* _Description of the task_
Output the entries that follow, word for word.

———

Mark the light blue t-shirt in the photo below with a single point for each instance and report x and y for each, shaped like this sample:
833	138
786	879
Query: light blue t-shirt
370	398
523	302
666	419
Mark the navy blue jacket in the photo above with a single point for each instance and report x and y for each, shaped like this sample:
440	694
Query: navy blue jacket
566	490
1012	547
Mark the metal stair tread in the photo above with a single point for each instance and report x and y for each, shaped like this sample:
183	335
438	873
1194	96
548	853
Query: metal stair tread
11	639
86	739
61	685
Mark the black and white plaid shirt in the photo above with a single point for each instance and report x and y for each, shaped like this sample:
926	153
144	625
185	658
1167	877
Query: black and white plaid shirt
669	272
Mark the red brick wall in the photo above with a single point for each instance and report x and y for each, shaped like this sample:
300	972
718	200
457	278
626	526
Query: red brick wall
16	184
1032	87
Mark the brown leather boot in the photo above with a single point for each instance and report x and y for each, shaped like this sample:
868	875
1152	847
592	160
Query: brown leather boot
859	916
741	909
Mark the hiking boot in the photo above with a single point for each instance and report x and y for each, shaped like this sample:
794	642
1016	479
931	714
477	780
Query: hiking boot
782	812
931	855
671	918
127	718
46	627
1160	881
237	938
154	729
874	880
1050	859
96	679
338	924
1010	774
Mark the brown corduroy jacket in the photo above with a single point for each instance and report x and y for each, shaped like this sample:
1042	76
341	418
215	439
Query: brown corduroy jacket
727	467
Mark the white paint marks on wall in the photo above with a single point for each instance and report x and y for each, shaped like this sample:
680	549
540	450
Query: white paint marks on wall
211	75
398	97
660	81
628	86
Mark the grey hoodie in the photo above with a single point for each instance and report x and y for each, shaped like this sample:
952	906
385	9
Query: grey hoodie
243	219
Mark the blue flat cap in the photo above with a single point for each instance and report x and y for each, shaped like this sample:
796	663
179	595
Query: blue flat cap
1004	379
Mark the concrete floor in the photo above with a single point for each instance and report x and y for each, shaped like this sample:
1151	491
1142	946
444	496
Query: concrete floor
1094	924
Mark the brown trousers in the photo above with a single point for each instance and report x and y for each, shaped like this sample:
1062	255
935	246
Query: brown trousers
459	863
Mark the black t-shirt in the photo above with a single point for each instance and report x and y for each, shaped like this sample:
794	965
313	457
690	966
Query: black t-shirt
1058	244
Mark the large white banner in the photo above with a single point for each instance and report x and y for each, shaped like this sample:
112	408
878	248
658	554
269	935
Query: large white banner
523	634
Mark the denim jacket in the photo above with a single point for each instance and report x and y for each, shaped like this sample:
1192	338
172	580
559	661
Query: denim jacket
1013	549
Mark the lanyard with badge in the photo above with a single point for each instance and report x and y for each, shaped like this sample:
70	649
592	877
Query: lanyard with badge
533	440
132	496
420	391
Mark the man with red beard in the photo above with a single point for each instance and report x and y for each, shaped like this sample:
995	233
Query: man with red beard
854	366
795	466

———

* _Reply to the exercise_
Mark the light blue t-shirt in the photo below with a single point for each instance and report x and y for each, shaped like this sample:
833	138
786	879
Query: light blue t-shirt
370	398
523	302
666	419
Mark the navy blue jacket in the photo above with a single point for each instance and report x and y for each, shaped like this sample:
440	694
Query: navy blue jacket
566	490
1012	547
Mark the metal stair tread in the photo above with a single point for each instance and report x and y for each, shaped like this sample:
183	335
438	873
1194	96
548	853
Query: metal stair tread
11	639
86	739
61	685
Mark the black and white plaid shirt in the photo above with a single point for each instance and report x and y for each, shaped like this sample:
926	153
144	625
185	658
1167	877
Query: black and white plaid shirt
669	272
Mark the red brick wall in the photo above with a single point for each instance and report x and y for each, shaped like this sample:
300	972
718	200
457	278
626	526
Query: red brick wall
16	184
1032	87
Mark the brown leather boot in the photo above with a single point for each instance and report x and y for each, shaped like this sample:
868	875
1152	847
592	160
Query: brown leather boot
859	916
741	909
Mark the hiking boot in the photo above with a single point for each instance and report x and y for each, shaped like this sample:
794	642
1016	479
931	714
477	780
Query: hiking boot
782	812
931	855
671	918
127	718
46	627
1160	881
237	938
154	729
874	880
1050	859
96	679
338	924
1010	774
Mark the brown corduroy jacket in the photo above with a single point for each instance and report x and y for each, shaped like this sample:
1042	76
341	418
215	439
Query: brown corduroy jacket
727	467
Mark the white paint marks on wall in the photo above with a single point for each instance and report x and y for each, shaped like this sample:
680	549
540	450
Query: white paint marks on wall
211	75
398	97
660	81
628	86
Mark the grey hoodie in the photo above with a single point for each instance and report x and y for each, shaped like this sample:
952	906
385	9
Query: grey hoodie
243	219
Mark the blue flat cap in the photo above with a single point for each instance and report x and y for each, shaped like this sample:
796	663
179	595
Query: blue flat cap
1004	379
Mark the concrete floor in the photo above with a single point for each instance and report x and y for each, shaped like this sample:
1151	491
1142	946
444	496
Query: concrete floor
1094	924
Mark the brown trousers in the photo above with a single point for each instance and report x and y for each, shaped like this sample:
1062	255
935	246
Query: brown trousers
459	863
Mark the black t-shirt in the photo above with a single point for each instance and report x and y for each, shaped like this sample:
794	965
313	457
690	966
Query: black t-shirt
1058	244
Mark the large white banner in the photo above with a single point for each instance and report x and y for each, shaped like this sample:
112	408
878	248
658	554
269	935
Query: large white banner
523	634
Mark the denim jacket in the photo above with a single point for each instance and report x and y for each, shaped like this sample:
1192	338
172	580
559	661
Query: denim jacket
1013	549
Mark the lanyard with badge in the photo above with a single point for each instance and report x and y for each, shaped like this sample:
70	649
592	877
Query: lanyard with badge
533	440
132	496
420	391
Mark the man with red beard in the photo above with a single point for each instance and report x and y for each, shaped like this sample:
995	233
Query: man with red beard
854	366
795	466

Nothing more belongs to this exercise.